Answer these questions about the post on Christian moral order:
1. What is the title of the James Douglass work quoted at the top?
2. How many people does the quoted article say were killed in the wars of extermination and mass atrocities of the 20th Century?
3. Which Bible passage is given as a summary of the principle behind the Rerum Novarum quotation?
--- Text segment Enclosed Below ---
"The Christian must discover in contemplation, and in the giving of his life, those symbolic actions which will ignite the people's faith to resist injustice with their whole lives, lives coming together as a united force of truth and thus releasing the liberating power of the God within them." - James Douglass, Contemplation and Resistance.
Saturday, July 19, 2008
Christian Moral Order
"Capitalist progress, he said, resembled a 'hideous, pagan idol, who would not drink the nectar but from the skulls of the slain.' - Karl Marx, "The Future Results of British Rule in India"
The skulls of the slain lie in profusion across the Middle East where the U.S. and Israel revel in the wreckage of their shock therapy. What is becoming clear is that proposals for reforming the current economic and political system in order to preserve the lifestyle that we have grown addicted to have been rendered futile. The system will change, and if we fight the change, then it will change against our will. If we embrace the role of visionary, then perhaps we can change the world and live the visions of participatory democracy which have lain latent in our hearts since the upheavals and dreams of the sixties and before. The alternative is species extinction.
What is the record of the current triumphal economic and political system? "More than 250 million people, most of them civilians, were killed in the wars of extermination and mass atrocities of the 20th Century. This century continues that record: in less than eight years over three million people have died in wars in Iraq, Afghanistan and elsewhere in the Third World, and at least 700,000 have died in 'natural' disasters." - "If socialism fails: the spectre of 21st century barbarism"
Most of that three million were murdered in the wars in Iraq and Afghanistan. They lay rotting in their graves like a ghastly warning of what we have become. What is the nature of this economic system?
Too often Christians unthinkingly accept the assumptions of materialist economics. As significant as economic results and historical analysis might be, as Christians, I believe we have deeper commitments that economic practice must reflect. The perhaps unexamined assumption behind much contemporary religious discussion is that the primary purpose of an economic system is to produce an abundance of consumer goods. But what should the goal of an economic system be if we are to fulfill Christ's call to solidarity?
Here is a passage from Rerum Novarum (Catholic social encyclical by Pope Leo XIII) which is should be heeded by those who would praise Walmart: "Let the working man and the employer make free agreements, and in particular let them agree freely as to the wages; nevertheless, there underlies a dictate of natural justice more imperious and ancient than any bargain between man and man, namely, that wages ought not to be insufficient to support a frugal and well-behaved wage-earner. If through necessity or fear of a worse evil the workman accept harder conditions because an employer or contractor will afford him no better, he is made the victim of force and injustice." What is this "dictate of natural justice more imperious and ancient than any bargain between man and man"? It is the Christian principle found in hundreds of Biblical passages, but which might be summarized in this passage, "Do not rob the poor because he is poor, or crush the afflicted at the gate; for the Lord will plead their cause and despoil of life those who despoil them." (Prov. 22: 22 - 23). The implication of the encyclical passage is that it is the act whereby the employer keeps for himself a disproportionate share of the income of the business that is the root of the injustice. The further implication is that these workers are being permanently robbed with the support and approval of the prevailing legal system, of what is their due by natural right.
--- End of Enclosed Text segment ---
--- Exercise data Enclosed Below ---
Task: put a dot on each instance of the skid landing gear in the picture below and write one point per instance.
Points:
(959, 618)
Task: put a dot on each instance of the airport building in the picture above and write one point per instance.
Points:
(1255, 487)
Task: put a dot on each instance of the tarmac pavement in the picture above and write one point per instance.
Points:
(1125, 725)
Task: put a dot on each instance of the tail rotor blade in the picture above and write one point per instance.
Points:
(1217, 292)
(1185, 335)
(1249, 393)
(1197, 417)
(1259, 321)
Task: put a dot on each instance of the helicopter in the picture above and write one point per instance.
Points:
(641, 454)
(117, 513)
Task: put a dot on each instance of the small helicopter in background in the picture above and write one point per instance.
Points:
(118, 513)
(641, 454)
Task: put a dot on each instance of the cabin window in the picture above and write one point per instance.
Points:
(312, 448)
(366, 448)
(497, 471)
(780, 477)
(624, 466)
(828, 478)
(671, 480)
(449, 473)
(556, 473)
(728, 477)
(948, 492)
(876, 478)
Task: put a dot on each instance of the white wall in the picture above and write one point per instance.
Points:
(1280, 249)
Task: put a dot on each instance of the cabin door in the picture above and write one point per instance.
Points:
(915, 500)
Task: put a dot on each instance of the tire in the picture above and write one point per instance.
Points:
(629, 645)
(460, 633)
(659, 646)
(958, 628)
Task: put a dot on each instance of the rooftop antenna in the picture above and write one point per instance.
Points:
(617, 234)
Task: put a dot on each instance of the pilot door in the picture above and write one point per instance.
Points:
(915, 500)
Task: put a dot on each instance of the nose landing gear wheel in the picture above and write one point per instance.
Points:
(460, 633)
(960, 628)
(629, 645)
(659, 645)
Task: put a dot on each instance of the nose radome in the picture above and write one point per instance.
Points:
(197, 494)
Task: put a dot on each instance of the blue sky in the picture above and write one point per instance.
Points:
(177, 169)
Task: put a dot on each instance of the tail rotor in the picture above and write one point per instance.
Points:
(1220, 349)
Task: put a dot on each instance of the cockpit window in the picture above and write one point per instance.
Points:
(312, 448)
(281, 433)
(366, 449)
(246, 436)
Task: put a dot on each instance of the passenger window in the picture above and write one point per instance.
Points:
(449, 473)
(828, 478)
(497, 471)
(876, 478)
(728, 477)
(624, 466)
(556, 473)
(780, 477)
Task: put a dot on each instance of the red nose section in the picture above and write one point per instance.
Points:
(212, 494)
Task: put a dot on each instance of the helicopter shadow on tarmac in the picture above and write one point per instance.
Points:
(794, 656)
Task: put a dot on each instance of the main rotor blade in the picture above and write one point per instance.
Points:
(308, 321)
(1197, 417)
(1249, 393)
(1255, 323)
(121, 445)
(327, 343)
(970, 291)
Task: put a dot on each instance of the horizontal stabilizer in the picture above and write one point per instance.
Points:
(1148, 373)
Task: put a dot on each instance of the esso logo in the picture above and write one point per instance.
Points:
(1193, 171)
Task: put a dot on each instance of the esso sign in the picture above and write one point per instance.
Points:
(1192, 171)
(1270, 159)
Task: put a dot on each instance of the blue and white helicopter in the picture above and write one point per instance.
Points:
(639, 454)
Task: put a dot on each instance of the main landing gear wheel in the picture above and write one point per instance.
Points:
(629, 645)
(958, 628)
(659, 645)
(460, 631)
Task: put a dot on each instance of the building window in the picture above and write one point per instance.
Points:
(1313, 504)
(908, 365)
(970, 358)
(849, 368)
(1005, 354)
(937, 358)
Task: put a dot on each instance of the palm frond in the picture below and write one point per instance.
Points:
--- End of Enclosed Exercise data ---
Completed exercise =
1. Contemplation and Resistance
2. More than 250 million
3. Proverbs 22:22–23